> _SHORT TASK_
Convert the entries, from the start through the line containing "303L357 310L376 318L382", into a two-column CSV with headers input and output. Give one row per entry, holding its text and its answer, with each value in a single quoted field and line breaks replaced by spaces.
* * * *
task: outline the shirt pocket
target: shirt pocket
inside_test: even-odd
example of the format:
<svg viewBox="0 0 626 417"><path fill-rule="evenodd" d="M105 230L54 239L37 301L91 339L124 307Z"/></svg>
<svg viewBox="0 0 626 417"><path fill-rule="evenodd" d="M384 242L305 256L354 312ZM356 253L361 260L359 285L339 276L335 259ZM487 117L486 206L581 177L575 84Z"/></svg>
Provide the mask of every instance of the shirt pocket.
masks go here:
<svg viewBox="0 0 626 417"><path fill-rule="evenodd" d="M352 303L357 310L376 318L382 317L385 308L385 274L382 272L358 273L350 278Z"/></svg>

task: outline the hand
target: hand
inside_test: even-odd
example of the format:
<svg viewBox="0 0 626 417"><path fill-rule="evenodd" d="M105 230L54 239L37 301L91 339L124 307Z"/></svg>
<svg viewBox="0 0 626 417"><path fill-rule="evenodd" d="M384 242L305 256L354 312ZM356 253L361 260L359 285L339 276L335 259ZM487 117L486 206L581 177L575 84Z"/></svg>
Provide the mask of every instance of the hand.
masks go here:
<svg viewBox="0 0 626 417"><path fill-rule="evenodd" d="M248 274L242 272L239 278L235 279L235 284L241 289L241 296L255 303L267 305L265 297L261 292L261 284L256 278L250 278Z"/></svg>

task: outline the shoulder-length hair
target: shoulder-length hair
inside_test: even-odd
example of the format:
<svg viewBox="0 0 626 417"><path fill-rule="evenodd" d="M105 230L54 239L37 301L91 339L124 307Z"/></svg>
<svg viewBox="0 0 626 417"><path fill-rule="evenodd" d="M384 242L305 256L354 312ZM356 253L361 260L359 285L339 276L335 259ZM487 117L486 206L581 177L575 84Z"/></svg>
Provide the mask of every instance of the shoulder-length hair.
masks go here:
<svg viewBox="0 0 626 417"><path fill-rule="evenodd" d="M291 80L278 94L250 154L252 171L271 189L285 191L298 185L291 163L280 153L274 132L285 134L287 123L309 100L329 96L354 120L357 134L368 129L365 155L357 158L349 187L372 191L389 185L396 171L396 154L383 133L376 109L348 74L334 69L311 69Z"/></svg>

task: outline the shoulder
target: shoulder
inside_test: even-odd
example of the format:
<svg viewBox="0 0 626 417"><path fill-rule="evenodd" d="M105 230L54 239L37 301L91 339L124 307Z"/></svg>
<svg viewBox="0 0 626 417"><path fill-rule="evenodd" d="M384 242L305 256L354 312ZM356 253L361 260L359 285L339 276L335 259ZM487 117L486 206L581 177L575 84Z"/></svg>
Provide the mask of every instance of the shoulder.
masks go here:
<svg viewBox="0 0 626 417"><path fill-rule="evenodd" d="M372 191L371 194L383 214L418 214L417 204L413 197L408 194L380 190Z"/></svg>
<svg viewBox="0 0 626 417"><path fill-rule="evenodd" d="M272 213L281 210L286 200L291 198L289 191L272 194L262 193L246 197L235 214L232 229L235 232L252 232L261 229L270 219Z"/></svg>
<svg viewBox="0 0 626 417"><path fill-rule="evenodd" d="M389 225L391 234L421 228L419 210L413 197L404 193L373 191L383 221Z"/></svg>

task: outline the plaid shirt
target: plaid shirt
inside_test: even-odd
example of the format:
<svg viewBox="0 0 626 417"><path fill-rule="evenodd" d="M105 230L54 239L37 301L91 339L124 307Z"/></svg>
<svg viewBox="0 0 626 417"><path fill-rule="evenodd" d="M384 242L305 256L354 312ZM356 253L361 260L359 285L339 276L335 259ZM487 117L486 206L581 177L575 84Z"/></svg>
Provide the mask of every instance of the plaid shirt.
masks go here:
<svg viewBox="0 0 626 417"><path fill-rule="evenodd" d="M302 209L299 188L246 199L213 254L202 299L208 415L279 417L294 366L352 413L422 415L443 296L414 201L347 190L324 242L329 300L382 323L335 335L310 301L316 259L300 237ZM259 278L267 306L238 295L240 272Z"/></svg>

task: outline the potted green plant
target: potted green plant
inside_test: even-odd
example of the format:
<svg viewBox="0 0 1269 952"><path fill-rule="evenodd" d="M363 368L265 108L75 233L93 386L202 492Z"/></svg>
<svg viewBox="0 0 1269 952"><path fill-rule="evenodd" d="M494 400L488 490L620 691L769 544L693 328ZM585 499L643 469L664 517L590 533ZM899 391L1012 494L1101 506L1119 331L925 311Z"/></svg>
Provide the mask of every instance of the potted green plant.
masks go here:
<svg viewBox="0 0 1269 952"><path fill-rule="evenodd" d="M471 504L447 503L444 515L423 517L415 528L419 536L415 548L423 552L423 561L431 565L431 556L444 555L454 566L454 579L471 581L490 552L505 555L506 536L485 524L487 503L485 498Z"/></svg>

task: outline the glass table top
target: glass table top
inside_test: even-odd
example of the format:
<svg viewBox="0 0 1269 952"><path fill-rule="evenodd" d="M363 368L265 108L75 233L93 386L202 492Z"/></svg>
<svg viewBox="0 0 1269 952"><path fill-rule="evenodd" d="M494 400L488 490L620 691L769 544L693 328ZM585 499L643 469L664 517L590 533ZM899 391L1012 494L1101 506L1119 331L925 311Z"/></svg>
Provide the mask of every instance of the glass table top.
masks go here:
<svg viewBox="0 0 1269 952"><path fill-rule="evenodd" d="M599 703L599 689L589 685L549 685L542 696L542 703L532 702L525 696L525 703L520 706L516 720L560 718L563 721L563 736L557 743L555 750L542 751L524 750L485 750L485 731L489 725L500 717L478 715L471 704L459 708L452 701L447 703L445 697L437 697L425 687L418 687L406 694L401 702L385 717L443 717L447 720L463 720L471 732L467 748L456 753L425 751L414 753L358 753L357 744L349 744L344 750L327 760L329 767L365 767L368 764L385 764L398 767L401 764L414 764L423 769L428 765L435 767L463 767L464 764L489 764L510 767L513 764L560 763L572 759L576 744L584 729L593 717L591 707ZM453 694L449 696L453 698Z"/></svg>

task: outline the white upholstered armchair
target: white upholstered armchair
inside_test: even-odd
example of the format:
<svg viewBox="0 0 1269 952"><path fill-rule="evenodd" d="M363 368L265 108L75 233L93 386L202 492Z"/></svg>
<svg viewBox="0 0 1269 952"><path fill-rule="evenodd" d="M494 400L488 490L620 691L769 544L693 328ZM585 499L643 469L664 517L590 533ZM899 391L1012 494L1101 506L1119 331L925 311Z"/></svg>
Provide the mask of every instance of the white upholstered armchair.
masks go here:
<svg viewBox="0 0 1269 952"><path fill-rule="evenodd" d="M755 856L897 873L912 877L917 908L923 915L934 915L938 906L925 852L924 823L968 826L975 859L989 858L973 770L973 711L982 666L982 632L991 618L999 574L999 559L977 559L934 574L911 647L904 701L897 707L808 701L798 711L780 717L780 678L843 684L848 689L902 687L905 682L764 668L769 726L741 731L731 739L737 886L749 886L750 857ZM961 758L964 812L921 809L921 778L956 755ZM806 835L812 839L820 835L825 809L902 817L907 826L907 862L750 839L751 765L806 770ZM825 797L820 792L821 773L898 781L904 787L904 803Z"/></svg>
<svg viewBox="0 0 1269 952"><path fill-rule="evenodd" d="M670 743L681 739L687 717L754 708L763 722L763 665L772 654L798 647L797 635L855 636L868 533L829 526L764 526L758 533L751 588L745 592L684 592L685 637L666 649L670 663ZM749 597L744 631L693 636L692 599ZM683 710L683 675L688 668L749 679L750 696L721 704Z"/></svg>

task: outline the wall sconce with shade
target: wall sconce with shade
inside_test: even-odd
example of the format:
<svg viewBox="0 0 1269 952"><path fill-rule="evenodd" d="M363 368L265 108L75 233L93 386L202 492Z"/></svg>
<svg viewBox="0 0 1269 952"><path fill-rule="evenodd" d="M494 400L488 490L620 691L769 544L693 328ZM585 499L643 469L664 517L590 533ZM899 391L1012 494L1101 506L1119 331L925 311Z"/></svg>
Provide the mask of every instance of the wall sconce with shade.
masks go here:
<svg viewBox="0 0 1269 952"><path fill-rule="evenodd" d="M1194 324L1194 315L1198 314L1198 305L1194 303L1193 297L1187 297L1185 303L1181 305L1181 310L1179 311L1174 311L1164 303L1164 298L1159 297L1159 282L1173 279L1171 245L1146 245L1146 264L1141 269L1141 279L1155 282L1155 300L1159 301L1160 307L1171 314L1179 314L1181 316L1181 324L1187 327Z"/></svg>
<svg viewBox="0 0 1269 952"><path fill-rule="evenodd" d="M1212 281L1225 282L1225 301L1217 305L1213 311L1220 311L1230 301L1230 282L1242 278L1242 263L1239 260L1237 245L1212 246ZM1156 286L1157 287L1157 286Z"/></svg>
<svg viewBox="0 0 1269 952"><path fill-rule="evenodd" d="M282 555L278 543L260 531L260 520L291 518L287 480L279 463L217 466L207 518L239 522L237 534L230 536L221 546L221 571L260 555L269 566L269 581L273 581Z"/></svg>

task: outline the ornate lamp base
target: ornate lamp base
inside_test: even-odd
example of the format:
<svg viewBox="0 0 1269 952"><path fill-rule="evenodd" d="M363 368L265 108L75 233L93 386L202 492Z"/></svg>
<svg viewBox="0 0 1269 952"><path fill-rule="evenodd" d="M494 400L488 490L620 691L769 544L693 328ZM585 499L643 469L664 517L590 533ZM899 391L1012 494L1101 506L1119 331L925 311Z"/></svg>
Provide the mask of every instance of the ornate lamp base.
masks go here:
* * * *
> _RESPONSE_
input,output
"task: outline the shirt pocket target: shirt pocket inside_test: even-odd example of the format: <svg viewBox=""0 0 626 417""><path fill-rule=""evenodd"" d=""M105 230L54 239L37 301L91 339L124 307Z""/></svg> <svg viewBox=""0 0 626 417""><path fill-rule=""evenodd"" d=""M384 242L305 256L354 312ZM356 253L361 260L359 285L339 276L335 259ZM487 117L486 206L581 177L575 84Z""/></svg> Provide the mask of every instance of the shirt pocket. masks go here:","<svg viewBox=""0 0 626 417""><path fill-rule=""evenodd"" d=""M352 303L357 310L376 318L382 317L385 308L385 274L382 272L358 273L350 278Z""/></svg>"